Records shown:
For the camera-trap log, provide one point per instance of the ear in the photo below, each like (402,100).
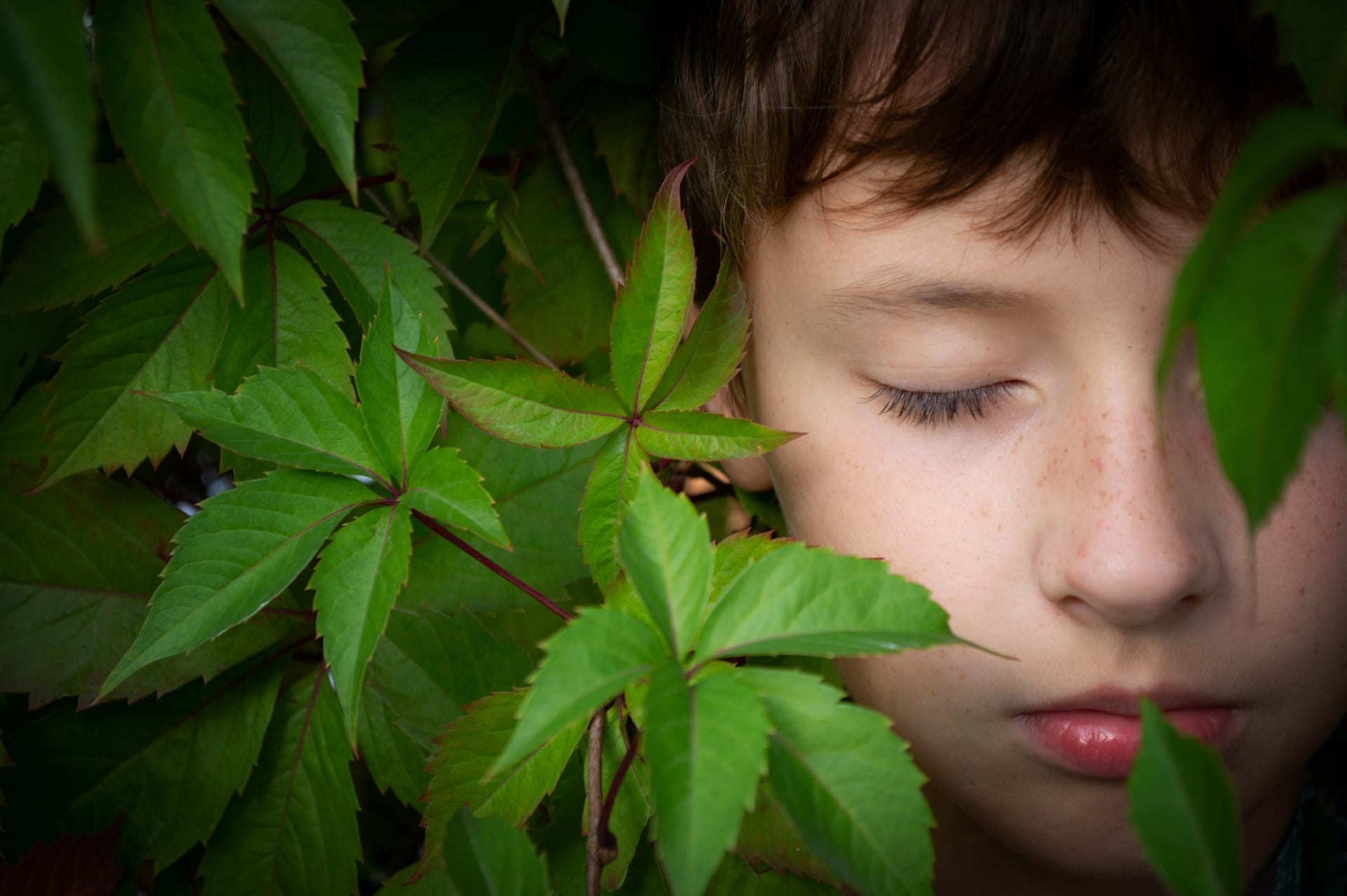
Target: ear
(751,473)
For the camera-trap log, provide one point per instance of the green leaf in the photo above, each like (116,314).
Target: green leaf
(697,436)
(588,663)
(654,301)
(706,745)
(424,669)
(54,267)
(173,109)
(166,768)
(356,248)
(310,48)
(1183,809)
(461,761)
(710,354)
(445,487)
(354,585)
(445,92)
(522,402)
(490,857)
(1261,361)
(46,67)
(23,166)
(1280,146)
(401,410)
(664,547)
(612,484)
(288,415)
(73,596)
(294,828)
(825,759)
(237,553)
(815,603)
(159,332)
(288,320)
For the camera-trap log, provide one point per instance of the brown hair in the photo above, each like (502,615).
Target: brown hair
(1120,107)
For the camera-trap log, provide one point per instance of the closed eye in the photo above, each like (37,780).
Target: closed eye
(931,408)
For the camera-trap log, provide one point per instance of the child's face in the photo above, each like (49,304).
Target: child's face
(1077,524)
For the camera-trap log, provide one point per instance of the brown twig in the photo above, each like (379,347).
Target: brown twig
(572,177)
(434,526)
(462,287)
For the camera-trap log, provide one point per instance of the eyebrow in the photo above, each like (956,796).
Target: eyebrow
(894,291)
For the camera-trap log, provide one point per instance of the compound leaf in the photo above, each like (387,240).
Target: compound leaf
(399,407)
(522,402)
(235,556)
(664,547)
(54,267)
(175,114)
(294,828)
(706,745)
(310,48)
(697,436)
(815,603)
(445,487)
(287,415)
(1263,361)
(824,759)
(1183,809)
(159,332)
(588,663)
(445,92)
(354,585)
(654,301)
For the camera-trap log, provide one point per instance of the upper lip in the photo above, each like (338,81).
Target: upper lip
(1122,701)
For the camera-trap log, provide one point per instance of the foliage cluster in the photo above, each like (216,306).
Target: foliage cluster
(275,563)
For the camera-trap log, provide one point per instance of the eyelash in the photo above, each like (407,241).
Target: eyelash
(930,408)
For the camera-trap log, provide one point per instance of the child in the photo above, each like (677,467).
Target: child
(958,224)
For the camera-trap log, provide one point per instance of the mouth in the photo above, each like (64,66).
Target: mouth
(1098,735)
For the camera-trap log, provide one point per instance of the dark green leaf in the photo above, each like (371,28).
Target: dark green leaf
(356,248)
(73,596)
(522,402)
(237,553)
(706,745)
(664,547)
(1184,810)
(54,267)
(294,828)
(175,114)
(811,601)
(445,487)
(310,48)
(612,484)
(287,415)
(697,436)
(46,67)
(401,410)
(288,320)
(166,767)
(710,354)
(490,857)
(825,759)
(445,91)
(654,301)
(159,332)
(1261,361)
(354,587)
(588,663)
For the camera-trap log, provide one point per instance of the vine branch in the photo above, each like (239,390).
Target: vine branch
(434,526)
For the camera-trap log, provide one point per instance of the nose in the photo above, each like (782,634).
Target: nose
(1127,541)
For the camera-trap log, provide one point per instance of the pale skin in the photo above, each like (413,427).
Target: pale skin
(1080,524)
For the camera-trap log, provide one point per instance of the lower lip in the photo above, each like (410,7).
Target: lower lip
(1105,744)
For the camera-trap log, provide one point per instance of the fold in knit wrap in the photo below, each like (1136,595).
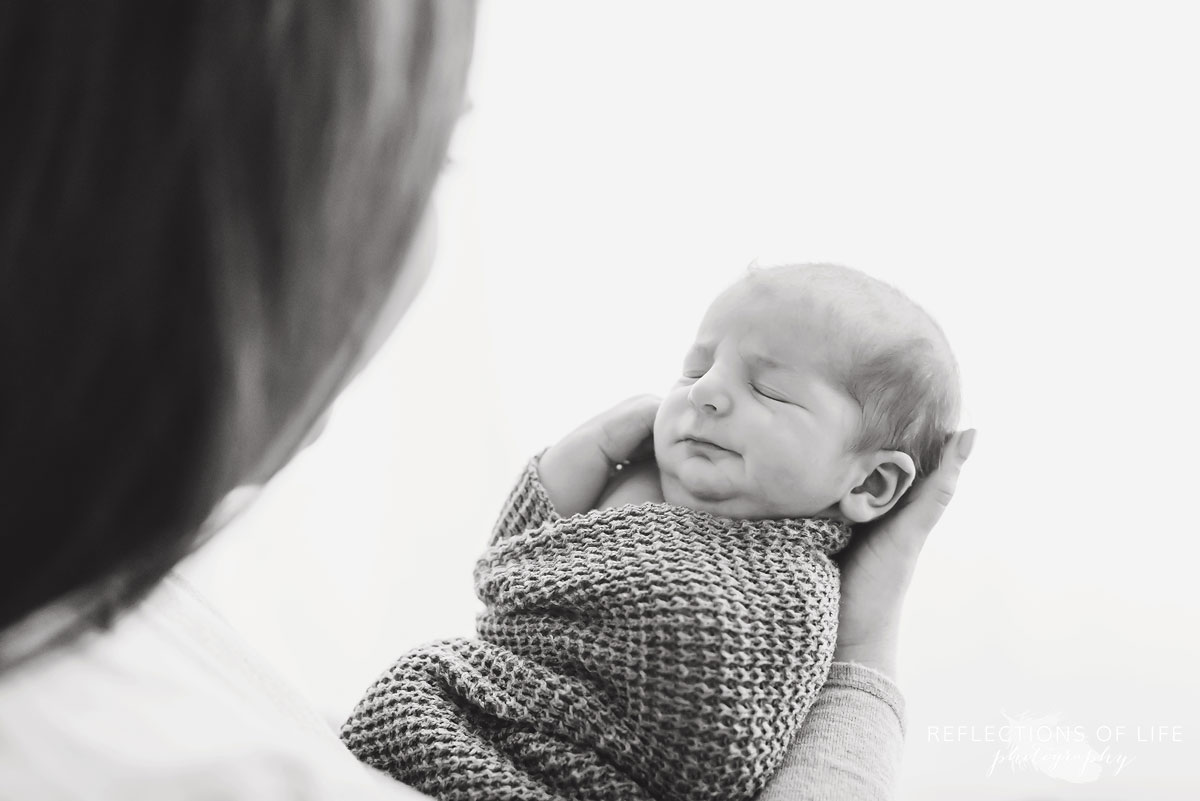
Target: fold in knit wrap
(637,652)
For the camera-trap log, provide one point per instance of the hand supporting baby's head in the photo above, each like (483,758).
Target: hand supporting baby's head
(810,391)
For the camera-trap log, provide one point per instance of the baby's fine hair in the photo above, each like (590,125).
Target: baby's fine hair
(893,359)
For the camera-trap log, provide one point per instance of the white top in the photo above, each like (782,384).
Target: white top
(171,704)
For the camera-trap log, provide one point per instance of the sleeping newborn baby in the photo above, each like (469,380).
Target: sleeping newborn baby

Aim: Images in the records should not be copied. Repeat all the rest exactly.

Written answer:
For the camera-trap log, provide one point per instance of the ear in the photo below, each like (402,100).
Target: ear
(751,473)
For the camera-trap log, provide one point per instance of the green leaf in the photo above, each like (116,314).
Target: green leaf
(697,436)
(588,663)
(654,301)
(706,745)
(424,669)
(54,267)
(173,109)
(166,768)
(356,248)
(310,48)
(1183,809)
(461,761)
(710,354)
(445,487)
(354,585)
(445,92)
(522,402)
(490,857)
(1261,361)
(46,67)
(23,166)
(1280,146)
(401,410)
(664,547)
(612,484)
(288,415)
(73,596)
(294,828)
(825,759)
(237,553)
(815,603)
(159,332)
(288,320)
For the camera-trap log, provide one point per instance of the brown hair in the photo above, each like (502,615).
Target: brown hair
(1120,107)
For the camera-trap log, provide one point per instance of the closed eye in the photo above, each like (37,780).
Target: closed eye
(931,408)
For the camera-trap log, provide one point per instance of the child's face in the photo above, each like (49,304).
Target: child's face
(1077,524)
For the camera-trap log, provide one point per instance of the brown twig in the photo above, each like (379,347).
Target: brown twig
(572,177)
(434,526)
(462,287)
For the camera-trap log, provide one point per instance of the eyebrow in the photo above, each like (956,796).
Target: eyebrow
(894,291)
For the camera-trap log, provide one point per instance of the compound leaf in the photo above, each like (387,240).
Target: compound leaf
(399,407)
(522,402)
(235,556)
(664,547)
(54,267)
(175,114)
(294,828)
(706,745)
(310,48)
(697,436)
(815,603)
(445,487)
(287,415)
(1263,361)
(824,759)
(1183,809)
(159,332)
(588,663)
(445,92)
(354,585)
(654,301)
For the camera-trap log, provide one point per instance of the upper lip in the photo above, each like (338,81).
Target: upper lip
(1122,701)
For the camera-trap log, provide one point per instance of the foliage cluster in the photo above, each like (216,306).
Target: foliage cluster
(275,563)
For the camera-trap log, provide one point per instance of the eyelash in the photo above, each like (407,241).
Target: eyelash
(930,408)
For the camera-trap log, provide one point per instance of the child in the photo above, each like (677,467).
Target: child
(958,224)
For the camera-trap log, provide one point per instance of the mouth in the photo above, each like (64,66).
Target: mouth
(1098,735)
For the camera-trap log, provide one point per instance of the dark green leaf in the photo above, each like (371,28).
Target: dark green leaf
(356,248)
(73,596)
(522,402)
(237,553)
(706,745)
(664,547)
(1184,810)
(54,267)
(294,828)
(175,114)
(811,601)
(445,487)
(310,48)
(612,484)
(287,415)
(697,436)
(46,67)
(401,410)
(288,320)
(166,767)
(710,354)
(490,857)
(825,759)
(445,91)
(654,301)
(159,332)
(1261,361)
(354,587)
(588,663)
For the camera-trap log, provide one point per instance of the vine branch in the photo above, each like (239,390).
Target: vine branch
(434,526)
For the camera-trap log, provide one point per instance of the nose in the photo above, each like (782,634).
Target: nose
(1127,541)
For the camera-trap log, provide one point per instance of the pale skin in the photo above, each like (413,427).
Target: pale skin
(1080,524)
For the camera-trap log, provide one point per instance of the lower lip in the photo above, each like (410,7).
Target: lower lip
(1105,744)
For the camera-trap log, provide one point per instance of the fold in knit wrap in the photo below, each like (1136,595).
Target: fold in knit wrap
(637,652)
For the camera-trap log, provide one point per instance of the hand supporting baby's head in the photo above, each like (483,758).
Target: hand supporting baby's head
(810,391)
For the camera-trap log, provide one point per instance of the baby's fine hair in the photo above, each like (590,125).
Target: baby's fine hair
(893,359)
For the camera-trap log, provide one point per instance of the white top in the photo above, each like (782,384).
Target: white top
(171,704)
For the camera-trap log, provide one point per instance of the sleeping newborn baby in the photo above, each like (469,380).
Target: sleeping newborn baby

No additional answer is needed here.